**** Text for analysis

Bill Poirier, UNH/USNH CIO

As a 30-year military veteran, I was a part of teams in a combat environment facing seemingly insurmountable tasks where ambiguity, adversity, heartbreak, and casualties were the norm yet somehow, we were able to overcome these obstacles to ensure mission success. I thought those days were behind me when I retired but the world turned upside down in March of 2020 while our university system was undergoing a major restructuring of technology services.

The University System of New Hampshire (USNH) comprises six institutions: Granite State College, Keene State College, Plymouth State College, the University of New Hampshire (UNH)-Durham, UNH Law, and UNH-Manchester. In the fall of 2019, USNH began unifying its six IT departments into a new organization called Enterprise Technology & Services and creating a system-wide technology enterprise. Our key goals for this effort included establishing an enterprise, creating functional depth and operational resiliency, improving cybersecurity, and reducing operational costs. We achieved those objectives but here is the rest of the story.

While we were in the midst of open-heart surgery on our organization and our core technology infrastructure, the global COVID-19 pandemic hit. While we (like other HigherEd institutions) quickly pivoted to help move the university system to a new hybrid learning and remote work environment for students, staff, faculty, and researchers (UNH is an R-1 institution), we realized our transformation was being tested under fire against the expected outcomes before we even finished the effort.

Some might suggest being in the middle of a major transformation during the pandemic is bad luck. I would suggest we were lucky to be in transformation for a few reasons.

First, the sheer volume and extent of technological and pedagogical change the pandemic thrust upon the academic and research environment was immense. Our institutions would have been hard-pressed to support these significant changes individually because the capacity of a fully integrated workforce was necessary to share expertise and leverage the power of many.

Second, the pandemic provided focus and a sense of urgency to compress timelines and streamline governance. This enabled us to cleave years off the process of integrating all institutions on common technology platforms and services under the watchful eye of a newly unified team. This form of change management was not out of any ‘peacetime’ playbook, and I do not recommend it, but tough times required different strategies. It also required grit. I saw the true mettle of our ET&S teammates: passion for the mission, willingness to sacrifice, literally fighting through disease, and winning the day to successfully reopen and operate in this constrained environment. We also enjoyed the support of academic and research leaders to help shoulder change for the common good; this support was inextricably linked to our success.

We accomplished much with our academic and research partners. We collaborated with the UNH researchers to build a data infrastructure for a newly created COVID Testing Lab which to date has processed over one million COVID tests for students, employees, and other organizations across the state. The daily published results in our public-facing dashboard gave a detailed view into the state of COVID in the communities. However, the real magic is the underlying infrastructure that enabled critical information sharing with health providers, public safety, state officials, and senior campus leadership.

********
**** Given entries

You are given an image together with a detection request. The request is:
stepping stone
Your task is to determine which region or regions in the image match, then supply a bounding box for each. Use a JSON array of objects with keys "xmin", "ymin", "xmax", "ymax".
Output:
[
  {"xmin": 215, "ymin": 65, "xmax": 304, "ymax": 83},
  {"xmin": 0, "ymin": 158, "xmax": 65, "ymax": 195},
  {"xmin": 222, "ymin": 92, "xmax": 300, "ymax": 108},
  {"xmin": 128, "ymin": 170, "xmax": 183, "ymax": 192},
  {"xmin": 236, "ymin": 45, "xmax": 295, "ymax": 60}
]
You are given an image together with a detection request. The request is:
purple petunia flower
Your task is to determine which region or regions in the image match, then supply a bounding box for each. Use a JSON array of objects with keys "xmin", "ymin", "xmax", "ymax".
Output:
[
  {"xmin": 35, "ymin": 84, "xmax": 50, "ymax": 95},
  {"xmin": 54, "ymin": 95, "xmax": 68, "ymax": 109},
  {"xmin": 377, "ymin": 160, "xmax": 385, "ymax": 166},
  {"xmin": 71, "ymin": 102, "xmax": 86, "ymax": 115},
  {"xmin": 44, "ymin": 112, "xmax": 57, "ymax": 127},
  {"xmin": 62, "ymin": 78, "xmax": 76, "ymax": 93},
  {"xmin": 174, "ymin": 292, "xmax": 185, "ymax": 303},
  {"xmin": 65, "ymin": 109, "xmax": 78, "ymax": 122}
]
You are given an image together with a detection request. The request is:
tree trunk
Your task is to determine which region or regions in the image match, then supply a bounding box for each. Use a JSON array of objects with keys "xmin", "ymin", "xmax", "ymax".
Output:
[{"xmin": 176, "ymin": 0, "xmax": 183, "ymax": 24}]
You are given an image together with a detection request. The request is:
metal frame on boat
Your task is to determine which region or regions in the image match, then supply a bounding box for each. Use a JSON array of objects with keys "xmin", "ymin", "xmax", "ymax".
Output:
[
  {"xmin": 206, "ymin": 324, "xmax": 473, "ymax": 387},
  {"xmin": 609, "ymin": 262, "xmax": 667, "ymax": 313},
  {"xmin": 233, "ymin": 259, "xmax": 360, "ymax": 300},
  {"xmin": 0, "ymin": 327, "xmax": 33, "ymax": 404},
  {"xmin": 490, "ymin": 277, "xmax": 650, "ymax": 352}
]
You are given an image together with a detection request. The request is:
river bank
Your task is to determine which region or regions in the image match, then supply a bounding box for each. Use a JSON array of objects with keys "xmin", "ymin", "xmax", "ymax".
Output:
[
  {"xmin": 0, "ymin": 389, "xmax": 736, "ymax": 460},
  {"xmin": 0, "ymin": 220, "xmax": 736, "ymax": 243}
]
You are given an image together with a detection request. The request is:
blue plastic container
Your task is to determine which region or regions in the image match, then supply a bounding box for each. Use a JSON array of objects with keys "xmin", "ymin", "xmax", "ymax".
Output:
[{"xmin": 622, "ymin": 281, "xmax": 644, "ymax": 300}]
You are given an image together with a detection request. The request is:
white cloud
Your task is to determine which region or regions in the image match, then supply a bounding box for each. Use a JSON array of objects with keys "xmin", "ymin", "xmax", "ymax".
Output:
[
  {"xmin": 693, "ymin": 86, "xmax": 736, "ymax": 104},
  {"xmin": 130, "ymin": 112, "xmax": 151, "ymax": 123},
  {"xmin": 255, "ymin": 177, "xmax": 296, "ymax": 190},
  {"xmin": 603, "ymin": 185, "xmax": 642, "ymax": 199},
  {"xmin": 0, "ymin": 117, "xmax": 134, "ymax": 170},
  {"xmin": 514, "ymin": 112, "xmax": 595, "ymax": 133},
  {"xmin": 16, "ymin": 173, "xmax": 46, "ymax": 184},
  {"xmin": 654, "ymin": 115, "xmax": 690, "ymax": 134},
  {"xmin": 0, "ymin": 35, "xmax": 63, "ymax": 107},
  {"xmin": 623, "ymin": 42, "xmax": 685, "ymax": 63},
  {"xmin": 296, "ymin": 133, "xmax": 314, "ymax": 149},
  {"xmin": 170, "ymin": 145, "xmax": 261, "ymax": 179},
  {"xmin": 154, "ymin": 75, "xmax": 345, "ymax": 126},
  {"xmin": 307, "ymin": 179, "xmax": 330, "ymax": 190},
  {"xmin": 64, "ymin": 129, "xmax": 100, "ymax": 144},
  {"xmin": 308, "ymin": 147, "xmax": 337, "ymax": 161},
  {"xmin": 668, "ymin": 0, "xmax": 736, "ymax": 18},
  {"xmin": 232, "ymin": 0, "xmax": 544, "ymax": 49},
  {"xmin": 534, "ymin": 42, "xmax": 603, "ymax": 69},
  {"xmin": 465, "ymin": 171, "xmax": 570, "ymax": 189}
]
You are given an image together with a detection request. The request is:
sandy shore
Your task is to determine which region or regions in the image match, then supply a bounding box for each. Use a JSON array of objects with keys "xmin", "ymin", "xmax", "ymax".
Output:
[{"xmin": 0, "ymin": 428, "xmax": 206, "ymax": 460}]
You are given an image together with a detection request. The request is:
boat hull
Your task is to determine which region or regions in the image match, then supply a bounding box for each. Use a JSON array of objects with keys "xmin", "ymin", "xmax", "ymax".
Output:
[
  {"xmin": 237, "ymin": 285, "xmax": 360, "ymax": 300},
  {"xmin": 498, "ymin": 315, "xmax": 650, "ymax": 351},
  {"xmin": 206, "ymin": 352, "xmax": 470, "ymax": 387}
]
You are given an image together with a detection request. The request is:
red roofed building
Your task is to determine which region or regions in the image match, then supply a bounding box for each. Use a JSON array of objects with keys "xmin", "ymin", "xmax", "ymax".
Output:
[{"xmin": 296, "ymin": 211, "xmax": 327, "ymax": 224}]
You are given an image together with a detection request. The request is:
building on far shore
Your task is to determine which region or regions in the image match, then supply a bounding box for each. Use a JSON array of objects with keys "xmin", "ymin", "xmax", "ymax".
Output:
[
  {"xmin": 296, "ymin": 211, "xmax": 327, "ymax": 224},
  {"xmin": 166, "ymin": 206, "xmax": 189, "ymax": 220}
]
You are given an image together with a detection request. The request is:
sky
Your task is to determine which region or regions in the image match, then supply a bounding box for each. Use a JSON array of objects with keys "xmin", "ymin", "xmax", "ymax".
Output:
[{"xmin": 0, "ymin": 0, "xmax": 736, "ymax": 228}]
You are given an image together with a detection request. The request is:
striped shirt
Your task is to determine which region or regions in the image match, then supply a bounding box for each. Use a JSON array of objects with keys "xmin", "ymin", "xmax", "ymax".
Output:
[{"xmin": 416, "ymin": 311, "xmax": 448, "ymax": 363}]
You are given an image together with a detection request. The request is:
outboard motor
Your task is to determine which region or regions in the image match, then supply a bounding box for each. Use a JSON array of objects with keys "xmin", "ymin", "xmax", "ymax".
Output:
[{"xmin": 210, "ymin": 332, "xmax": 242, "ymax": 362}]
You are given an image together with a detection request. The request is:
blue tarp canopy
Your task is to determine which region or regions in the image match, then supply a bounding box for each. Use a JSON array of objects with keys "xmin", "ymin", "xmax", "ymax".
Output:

********

# Problems to work on
a. Translate this sentence from the piece on restructuring the University System of New Hampshire's IT during the pandemic into Spanish: "Some might suggest being in the middle of a major transformation during the pandemic is bad luck."
b. Write the next part of the piece on restructuring the University System of New Hampshire's IT during the pandemic, picking up after its final sentence.

# Answer list
a. Algunos podrían sugerir que estar en medio de una transformación importante durante la pandemia es mala suerte.

b.
We also consolidated Institutional Research and Assessment across the system, which increased access to curated data, shared analyses, and brought tools to help institutions better understand student engagement and identify trends to improve student success. We also partnered with the NH DoE and our sister community college system on common contracts for video conferencing services, lecture capture capability and the LMS while standing up an organization to support K-12 districts with their new LMS. These contracts saved resources but more importantly provides NH students with a common LMS experience from kindergarten through college graduation. It was also during this time we modernized 190+ classrooms statewide with contemporary conferencing equipment to support hybrid operations and integrated a common learning management system (LMS) across USNH.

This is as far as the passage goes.